▶ _TEXT UNDER STUDY_
Despite Virus, Volunteers To Monitor Bay Water Quality

By: Alan Pollock

Topics: Groundwater protection , Waterways

A volunteer water quality monitor collects a sample last summer. FILE PHOTO


EAST HARWICH — While they’ll be taking steps to keep themselves healthy during the pandemic, a group of dedicated volunteers will be protecting the health of local waterways once again this summer.

This week, a coalition of groups led by the Pleasant Bay Alliance held a training session for volunteers who will be sampling local waterways several times this summer to help paint a picture of water quality trends. And they’re doing it despite concerns about COVID-19, Alliance Coordinator Carole Ridley said.

“It’s been a challenging year on so many levels,” she said, and the leaders of the participating volunteer groups weren’t sure how many people would take part in this year’s water monitoring programs.

“What became apparent is that, overwhelmingly, people wanted to go ahead with this,” she said. While a few longstanding volunteers have opted out for health concerns, “by and large people want to get out there.” Ridley credits volunteers for being resilient and dedicated.

▶ _WHAT YOU WILL DO_
a) Answer these questions from the bay water quality article:
(i) Which organization led the coalition that held the volunteer training session?
(ii) What title does Carole Ridley hold?
(iii) Why have a few longstanding volunteers opted out this year?
b) Print the portion of the bay water quality article between "By: Alan Pollock" and "water monitoring programs.", inclusive.
c) Write the next part of the bay water quality article, continuing after its final sentence.
The listing below has no connection to the bay water quality article.

▶ _COLLECTED DATA_
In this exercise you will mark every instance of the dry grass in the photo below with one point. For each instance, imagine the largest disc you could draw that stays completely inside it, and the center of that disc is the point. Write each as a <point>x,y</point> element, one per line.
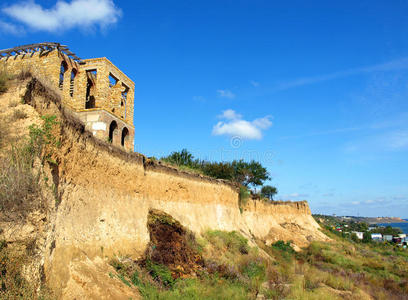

▶ _RESPONSES BY ITEM NUMBER_
a)
(i) The Pleasant Bay Alliance.
(ii) Alliance Coordinator.
(iii) Health concerns.

b)
By: Alan Pollock

Topics: Groundwater protection , Waterways

A volunteer water quality monitor collects a sample last summer. FILE PHOTO


EAST HARWICH — While they’ll be taking steps to keep themselves healthy during the pandemic, a group of dedicated volunteers will be protecting the health of local waterways once again this summer.

This week, a coalition of groups led by the Pleasant Bay Alliance held a training session for volunteers who will be sampling local waterways several times this summer to help paint a picture of water quality trends. And they’re doing it despite concerns about COVID-19, Alliance Coordinator Carole Ridley said.

“It’s been a challenging year on so many levels,” she said, and the leaders of the participating volunteer groups weren’t sure how many people would take part in this year’s water monitoring programs.

c)
“They’re committed, they enjoy it and they understand the value of it,” she said.

The value of the data they collect can’t be overstated. For more than 20 years, water watchers from the Alliance and related groups like the Friends of Chatham Waterways have been carefully collecting water samples from designated stations around Pleasant Bay, Nantucket Sound, the Stage Harbor complex, Nauset Estuary and Cape Cod Bay. At each station, workers collect information on water clarity, dissolved oxygen levels and other key metrics, creating a very detailed picture of water quality over time.

Samples are taken on five pre-determined dates in July, August and September, and are captured using standardized techniques to allow valid scientific analysis. The information is used by the towns of Chatham, Harwich, Orleans and Brewster when planning nutrient management policies in the watershed. In recent years, towns have been building or expanding sewer systems and developing other methods designed to curb nutrient pollution.

High levels of nitrogen, chiefly from residential septic systems located sometimes miles away from the shore, migrate through the water table before reaching waterways. Those nutrients stimulate the growth of algae, which clouds the water and prevents sunlight from reaching eelgrass and other plants, causing a gradual decrease in the amount of oxygen in the water. Known as eutrophication, the process can lead to the loss of fish and other marine species. Locally, water quality monitoring has been carried out for decades by a patchwork of volunteer groups.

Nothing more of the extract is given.